### BRIEF
Extract every line of the records below that contains the string "lane", treating uppercase and lowercase letters as distinct.

Position identification records
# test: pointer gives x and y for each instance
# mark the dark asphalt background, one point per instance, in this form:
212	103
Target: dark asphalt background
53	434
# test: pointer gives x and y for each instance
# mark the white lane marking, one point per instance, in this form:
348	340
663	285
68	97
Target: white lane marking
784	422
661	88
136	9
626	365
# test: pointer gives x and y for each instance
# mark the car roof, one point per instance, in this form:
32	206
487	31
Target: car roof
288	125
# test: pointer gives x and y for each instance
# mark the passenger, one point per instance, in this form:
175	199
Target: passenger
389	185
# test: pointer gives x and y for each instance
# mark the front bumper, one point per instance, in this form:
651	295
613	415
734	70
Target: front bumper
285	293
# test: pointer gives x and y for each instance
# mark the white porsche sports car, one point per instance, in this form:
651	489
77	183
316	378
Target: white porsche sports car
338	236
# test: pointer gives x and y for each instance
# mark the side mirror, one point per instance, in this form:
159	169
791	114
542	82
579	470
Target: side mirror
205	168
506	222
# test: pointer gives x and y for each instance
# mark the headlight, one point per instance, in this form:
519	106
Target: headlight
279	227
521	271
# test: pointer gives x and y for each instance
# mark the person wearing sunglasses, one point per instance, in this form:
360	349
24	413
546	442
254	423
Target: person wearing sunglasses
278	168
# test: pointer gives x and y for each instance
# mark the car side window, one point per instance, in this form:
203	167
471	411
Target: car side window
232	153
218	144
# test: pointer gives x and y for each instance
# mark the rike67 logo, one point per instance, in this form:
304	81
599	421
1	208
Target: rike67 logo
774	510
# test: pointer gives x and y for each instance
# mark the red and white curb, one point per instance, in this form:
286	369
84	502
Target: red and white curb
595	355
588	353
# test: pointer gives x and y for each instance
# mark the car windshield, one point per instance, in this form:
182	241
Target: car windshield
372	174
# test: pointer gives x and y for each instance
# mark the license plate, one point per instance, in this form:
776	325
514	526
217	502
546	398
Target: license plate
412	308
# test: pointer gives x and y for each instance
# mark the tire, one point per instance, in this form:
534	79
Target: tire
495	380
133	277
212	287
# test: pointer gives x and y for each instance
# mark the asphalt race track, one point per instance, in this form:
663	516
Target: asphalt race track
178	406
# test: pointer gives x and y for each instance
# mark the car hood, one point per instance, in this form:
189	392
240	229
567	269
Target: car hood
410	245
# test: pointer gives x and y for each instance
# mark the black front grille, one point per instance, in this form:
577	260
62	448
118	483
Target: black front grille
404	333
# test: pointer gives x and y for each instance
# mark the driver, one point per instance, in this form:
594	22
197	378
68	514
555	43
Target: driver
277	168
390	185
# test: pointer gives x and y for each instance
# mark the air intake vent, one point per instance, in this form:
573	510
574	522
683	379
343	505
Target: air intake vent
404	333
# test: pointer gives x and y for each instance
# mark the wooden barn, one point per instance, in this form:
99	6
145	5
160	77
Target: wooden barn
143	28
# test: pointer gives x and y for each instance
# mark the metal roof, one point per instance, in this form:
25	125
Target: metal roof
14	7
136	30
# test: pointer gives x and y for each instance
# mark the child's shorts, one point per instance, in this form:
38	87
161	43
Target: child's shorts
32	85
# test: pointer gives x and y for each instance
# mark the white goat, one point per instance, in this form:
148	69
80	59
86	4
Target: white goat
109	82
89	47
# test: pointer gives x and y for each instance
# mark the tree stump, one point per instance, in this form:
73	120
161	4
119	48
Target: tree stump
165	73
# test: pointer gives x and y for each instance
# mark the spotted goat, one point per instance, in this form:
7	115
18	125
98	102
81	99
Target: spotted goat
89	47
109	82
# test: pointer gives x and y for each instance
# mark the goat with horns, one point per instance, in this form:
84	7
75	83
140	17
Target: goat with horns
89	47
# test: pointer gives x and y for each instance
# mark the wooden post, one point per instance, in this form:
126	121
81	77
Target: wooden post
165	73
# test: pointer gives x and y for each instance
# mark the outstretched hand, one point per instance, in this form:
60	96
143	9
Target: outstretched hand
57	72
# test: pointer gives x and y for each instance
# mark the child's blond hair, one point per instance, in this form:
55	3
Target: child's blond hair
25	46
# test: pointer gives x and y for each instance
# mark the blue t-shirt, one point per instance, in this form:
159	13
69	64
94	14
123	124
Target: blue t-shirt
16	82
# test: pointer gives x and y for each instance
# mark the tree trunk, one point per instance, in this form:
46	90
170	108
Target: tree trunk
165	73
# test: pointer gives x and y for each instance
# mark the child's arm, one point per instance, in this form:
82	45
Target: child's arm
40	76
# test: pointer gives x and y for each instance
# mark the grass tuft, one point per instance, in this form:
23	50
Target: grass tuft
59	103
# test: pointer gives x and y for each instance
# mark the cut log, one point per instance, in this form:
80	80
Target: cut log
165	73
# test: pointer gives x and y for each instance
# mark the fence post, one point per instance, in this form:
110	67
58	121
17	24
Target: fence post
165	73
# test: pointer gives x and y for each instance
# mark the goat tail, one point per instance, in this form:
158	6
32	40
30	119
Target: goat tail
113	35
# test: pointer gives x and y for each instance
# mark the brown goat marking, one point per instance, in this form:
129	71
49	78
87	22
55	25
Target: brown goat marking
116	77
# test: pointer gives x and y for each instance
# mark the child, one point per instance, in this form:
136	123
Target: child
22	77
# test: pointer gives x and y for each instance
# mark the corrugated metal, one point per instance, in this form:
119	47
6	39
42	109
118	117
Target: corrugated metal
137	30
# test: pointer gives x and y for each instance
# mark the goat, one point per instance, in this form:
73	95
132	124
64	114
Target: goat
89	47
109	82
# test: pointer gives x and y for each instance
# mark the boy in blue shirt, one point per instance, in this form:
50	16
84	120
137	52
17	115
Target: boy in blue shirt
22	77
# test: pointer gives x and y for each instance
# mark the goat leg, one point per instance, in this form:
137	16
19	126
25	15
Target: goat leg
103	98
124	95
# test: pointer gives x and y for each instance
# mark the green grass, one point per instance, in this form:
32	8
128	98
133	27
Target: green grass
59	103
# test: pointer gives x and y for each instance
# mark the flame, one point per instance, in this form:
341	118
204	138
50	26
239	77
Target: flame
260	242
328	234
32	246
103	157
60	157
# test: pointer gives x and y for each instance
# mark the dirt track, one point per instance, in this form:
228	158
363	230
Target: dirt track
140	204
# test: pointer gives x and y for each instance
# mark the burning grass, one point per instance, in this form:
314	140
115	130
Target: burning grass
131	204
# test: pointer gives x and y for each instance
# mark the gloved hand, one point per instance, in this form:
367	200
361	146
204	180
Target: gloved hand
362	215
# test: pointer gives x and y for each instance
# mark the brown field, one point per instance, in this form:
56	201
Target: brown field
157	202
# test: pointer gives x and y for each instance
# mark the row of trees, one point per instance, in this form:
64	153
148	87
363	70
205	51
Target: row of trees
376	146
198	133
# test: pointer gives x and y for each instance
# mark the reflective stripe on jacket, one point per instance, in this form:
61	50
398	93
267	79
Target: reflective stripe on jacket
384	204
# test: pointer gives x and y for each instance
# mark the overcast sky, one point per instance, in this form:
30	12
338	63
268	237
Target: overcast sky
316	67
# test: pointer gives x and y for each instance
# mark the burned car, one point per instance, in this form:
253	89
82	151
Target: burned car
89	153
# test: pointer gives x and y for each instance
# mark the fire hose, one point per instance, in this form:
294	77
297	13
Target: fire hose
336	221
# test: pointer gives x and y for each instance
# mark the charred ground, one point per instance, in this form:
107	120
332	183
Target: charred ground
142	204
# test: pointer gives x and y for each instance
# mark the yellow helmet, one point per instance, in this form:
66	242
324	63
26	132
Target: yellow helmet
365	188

### RESPONSE TO THE TASK
# mark the white lane marking, one point per instance, in this form:
Target: white lane marking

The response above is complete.